EXERCISE REQUIREMENTS:
If a line of the material contains "below", copy it.

DATA SHOWN:
◆ ◆ ◆ ◆ ◆ ◆ ◆
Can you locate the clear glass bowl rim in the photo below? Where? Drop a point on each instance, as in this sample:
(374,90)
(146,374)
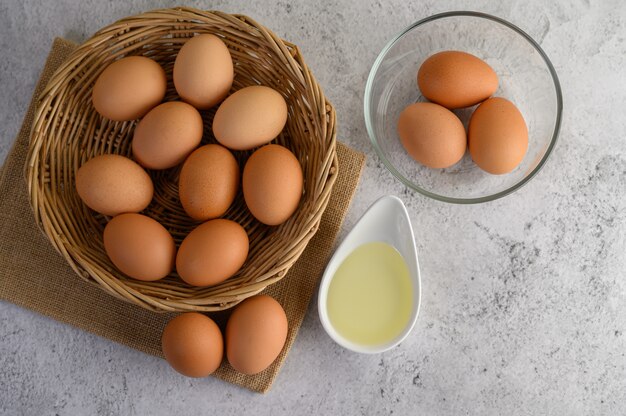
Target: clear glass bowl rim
(408,183)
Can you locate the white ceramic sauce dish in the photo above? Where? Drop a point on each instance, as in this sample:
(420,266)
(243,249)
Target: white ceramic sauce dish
(386,221)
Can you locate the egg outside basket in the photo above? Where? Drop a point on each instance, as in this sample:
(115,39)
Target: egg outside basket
(67,132)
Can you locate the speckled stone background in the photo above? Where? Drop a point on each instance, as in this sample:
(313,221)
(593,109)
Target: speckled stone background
(524,305)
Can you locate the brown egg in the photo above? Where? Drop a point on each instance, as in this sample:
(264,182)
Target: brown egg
(212,252)
(193,344)
(113,184)
(166,135)
(203,71)
(432,135)
(456,79)
(250,117)
(272,184)
(208,182)
(129,88)
(255,334)
(498,136)
(139,247)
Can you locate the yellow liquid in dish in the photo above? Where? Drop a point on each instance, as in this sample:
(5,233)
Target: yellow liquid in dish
(370,297)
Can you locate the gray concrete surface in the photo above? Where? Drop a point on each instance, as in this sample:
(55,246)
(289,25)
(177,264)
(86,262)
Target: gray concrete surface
(524,306)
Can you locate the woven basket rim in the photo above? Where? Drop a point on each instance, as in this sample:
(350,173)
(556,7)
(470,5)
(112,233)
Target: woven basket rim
(85,263)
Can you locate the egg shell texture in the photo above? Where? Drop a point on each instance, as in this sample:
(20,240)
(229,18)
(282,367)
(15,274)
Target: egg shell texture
(250,117)
(498,136)
(272,184)
(456,79)
(139,246)
(432,135)
(212,252)
(113,184)
(208,182)
(255,334)
(167,135)
(129,88)
(193,344)
(203,71)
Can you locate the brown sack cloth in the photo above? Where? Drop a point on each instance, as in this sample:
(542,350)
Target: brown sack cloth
(35,276)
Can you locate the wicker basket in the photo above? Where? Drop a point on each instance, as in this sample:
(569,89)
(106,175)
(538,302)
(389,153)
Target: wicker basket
(68,131)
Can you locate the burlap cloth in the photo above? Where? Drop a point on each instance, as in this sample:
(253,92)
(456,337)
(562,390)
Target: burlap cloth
(35,276)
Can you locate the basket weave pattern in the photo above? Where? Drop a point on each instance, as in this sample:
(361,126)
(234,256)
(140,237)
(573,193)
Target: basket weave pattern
(68,131)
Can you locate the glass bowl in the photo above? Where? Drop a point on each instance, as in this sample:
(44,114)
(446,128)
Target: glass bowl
(527,78)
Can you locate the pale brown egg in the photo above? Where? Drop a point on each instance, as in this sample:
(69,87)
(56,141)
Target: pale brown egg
(432,135)
(272,184)
(114,184)
(456,79)
(129,88)
(203,71)
(139,246)
(498,136)
(255,334)
(212,252)
(250,117)
(193,344)
(208,182)
(167,135)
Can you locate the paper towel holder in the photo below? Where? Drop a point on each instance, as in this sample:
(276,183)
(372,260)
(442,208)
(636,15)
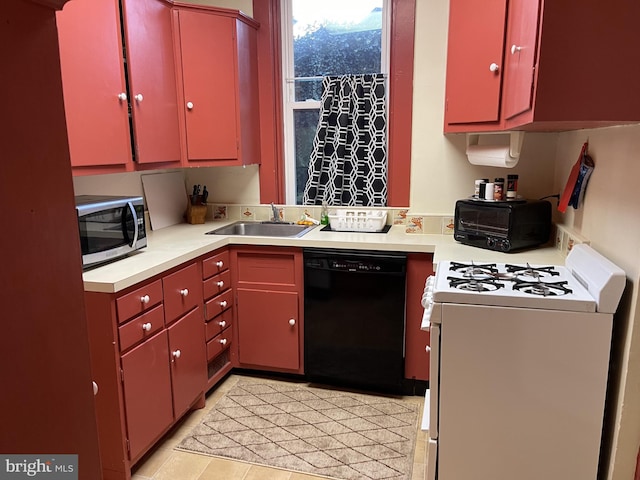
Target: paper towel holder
(516,138)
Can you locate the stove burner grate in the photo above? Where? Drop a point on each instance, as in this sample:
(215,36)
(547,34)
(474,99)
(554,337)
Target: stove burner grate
(472,270)
(544,289)
(534,272)
(475,285)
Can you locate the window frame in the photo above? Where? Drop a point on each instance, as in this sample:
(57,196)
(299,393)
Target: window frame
(400,79)
(290,105)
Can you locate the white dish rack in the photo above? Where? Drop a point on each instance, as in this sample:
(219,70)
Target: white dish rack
(353,220)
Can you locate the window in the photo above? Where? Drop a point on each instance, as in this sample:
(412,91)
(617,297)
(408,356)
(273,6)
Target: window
(333,37)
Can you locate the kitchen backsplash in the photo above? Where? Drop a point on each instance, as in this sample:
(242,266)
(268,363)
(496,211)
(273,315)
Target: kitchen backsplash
(414,223)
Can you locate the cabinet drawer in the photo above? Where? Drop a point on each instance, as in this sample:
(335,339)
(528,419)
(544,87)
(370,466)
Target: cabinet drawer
(141,327)
(138,301)
(215,264)
(218,304)
(216,284)
(182,292)
(219,343)
(267,268)
(219,323)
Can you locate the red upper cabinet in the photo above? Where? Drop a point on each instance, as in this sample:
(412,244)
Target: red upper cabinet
(94,86)
(152,80)
(563,65)
(474,67)
(219,86)
(97,62)
(207,46)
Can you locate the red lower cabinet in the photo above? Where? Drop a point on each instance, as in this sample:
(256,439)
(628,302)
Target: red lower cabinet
(188,360)
(269,326)
(147,392)
(149,360)
(268,329)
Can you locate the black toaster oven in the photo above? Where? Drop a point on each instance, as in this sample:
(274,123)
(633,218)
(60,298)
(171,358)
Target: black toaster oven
(502,225)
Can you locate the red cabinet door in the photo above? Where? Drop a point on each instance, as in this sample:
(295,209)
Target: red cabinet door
(476,41)
(208,73)
(520,56)
(416,362)
(266,336)
(147,392)
(92,79)
(152,80)
(188,360)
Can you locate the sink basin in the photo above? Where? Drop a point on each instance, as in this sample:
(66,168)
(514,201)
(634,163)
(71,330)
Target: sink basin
(263,229)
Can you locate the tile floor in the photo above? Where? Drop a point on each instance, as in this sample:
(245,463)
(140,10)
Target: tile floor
(166,463)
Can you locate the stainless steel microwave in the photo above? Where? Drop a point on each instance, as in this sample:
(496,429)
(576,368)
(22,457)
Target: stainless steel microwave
(110,227)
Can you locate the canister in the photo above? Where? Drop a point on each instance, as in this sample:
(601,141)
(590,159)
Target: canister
(512,186)
(498,189)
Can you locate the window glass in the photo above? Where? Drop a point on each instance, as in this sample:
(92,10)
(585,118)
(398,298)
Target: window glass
(332,37)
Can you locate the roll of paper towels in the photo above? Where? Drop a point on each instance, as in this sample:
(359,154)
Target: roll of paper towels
(491,156)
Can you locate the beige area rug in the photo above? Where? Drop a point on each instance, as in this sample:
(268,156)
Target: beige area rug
(310,429)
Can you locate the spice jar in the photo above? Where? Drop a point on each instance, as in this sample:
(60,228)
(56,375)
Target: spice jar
(498,189)
(512,186)
(481,185)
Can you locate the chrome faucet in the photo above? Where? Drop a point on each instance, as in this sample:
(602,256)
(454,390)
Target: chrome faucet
(275,213)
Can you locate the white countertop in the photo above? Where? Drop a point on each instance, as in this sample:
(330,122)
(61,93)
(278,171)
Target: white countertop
(172,246)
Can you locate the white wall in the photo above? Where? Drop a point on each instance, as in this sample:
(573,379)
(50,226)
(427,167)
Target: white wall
(610,218)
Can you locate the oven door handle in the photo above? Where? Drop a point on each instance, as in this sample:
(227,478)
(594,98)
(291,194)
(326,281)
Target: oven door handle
(135,224)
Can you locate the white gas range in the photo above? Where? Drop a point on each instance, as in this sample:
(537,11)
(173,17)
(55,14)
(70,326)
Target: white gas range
(519,367)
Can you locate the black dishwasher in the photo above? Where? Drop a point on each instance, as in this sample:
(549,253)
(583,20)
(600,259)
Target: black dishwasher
(354,318)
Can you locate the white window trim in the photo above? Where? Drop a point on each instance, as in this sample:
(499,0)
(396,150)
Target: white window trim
(288,89)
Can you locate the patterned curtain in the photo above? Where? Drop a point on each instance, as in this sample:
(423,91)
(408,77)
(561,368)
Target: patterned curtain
(348,164)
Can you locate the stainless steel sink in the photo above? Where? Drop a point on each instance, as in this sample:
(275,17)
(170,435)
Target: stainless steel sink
(263,229)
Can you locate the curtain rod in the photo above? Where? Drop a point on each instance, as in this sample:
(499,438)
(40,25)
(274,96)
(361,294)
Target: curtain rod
(311,79)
◆ ◆ ◆ ◆ ◆ ◆ ◆
ANSWER SECTION:
Can you locate the clear glass bowl rim in the photo below? Where? Drop a point on each instance, as in this sample:
Can you locate the paper towel holder in the photo below? Where? Drop a point on each instance, as in this sample:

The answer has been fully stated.